Only the text of the entries below should be returned, exactly as given, without pictures.

[Opening Information provided section]

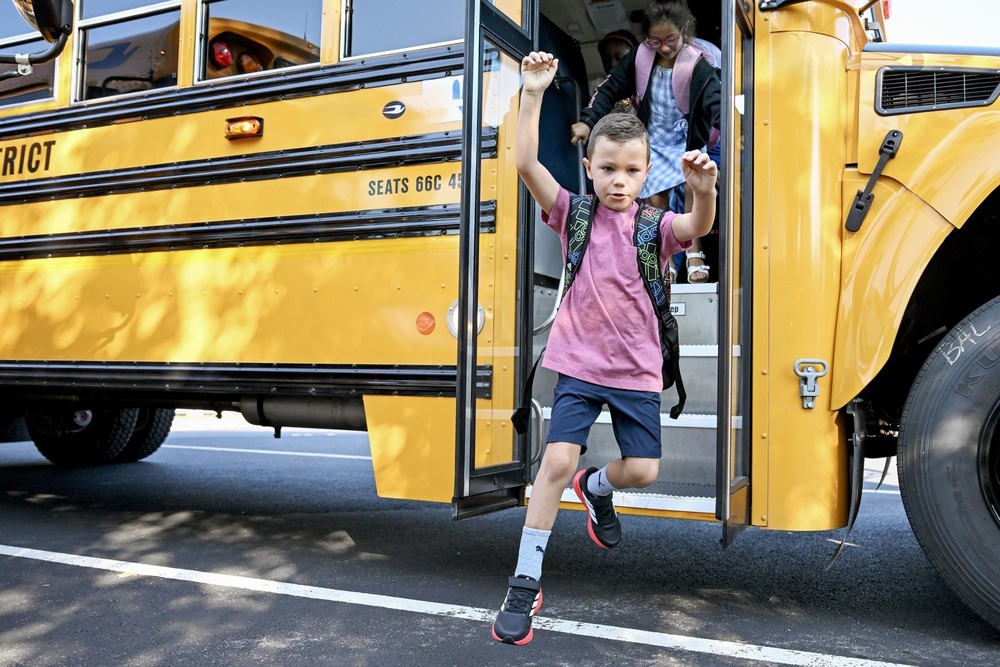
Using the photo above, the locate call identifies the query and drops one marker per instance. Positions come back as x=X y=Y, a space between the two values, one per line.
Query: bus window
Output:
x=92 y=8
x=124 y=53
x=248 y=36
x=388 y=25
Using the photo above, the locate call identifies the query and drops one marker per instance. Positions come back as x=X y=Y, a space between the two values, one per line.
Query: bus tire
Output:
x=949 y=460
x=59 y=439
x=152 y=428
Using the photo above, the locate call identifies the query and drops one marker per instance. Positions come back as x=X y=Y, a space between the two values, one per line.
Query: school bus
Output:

[Closing Information provided section]

▶ [Completed exercise]:
Using the photo above, the locate call identifies the query and drops one marker per instance. Positions come back as x=X y=Y, a space between the two values, one per line.
Query: bus window
Output:
x=92 y=8
x=124 y=53
x=248 y=36
x=388 y=25
Using the photo above, the locate call identifies the query and drops one marker per instance. Positions come back as x=X y=Y, a space between the two values, one per line.
Query: bus tire
Output:
x=949 y=460
x=59 y=439
x=152 y=428
Using the photo above, the locate call identifies the query and drops one marker per instance. Positions come back as x=X y=Y, a space between the two values, one per line.
Query: school bus
Output:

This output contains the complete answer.